:: LISTED ENTRIES

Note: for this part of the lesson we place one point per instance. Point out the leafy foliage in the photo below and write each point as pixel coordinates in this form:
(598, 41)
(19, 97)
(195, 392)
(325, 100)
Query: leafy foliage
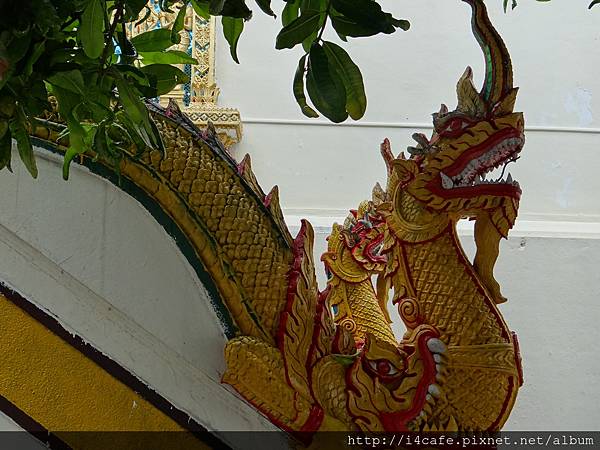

::::

(AIM):
Can you reproduce the listing above line for line, with the pictures left out?

(RESPONSE TO THE EXERCISE):
Note: for this part of the lesson we place one point per instance. Point out the leafy foliage in the photo below and write each point as pixel coordinates in this form:
(598, 41)
(19, 97)
(195, 392)
(325, 100)
Query: leafy foliage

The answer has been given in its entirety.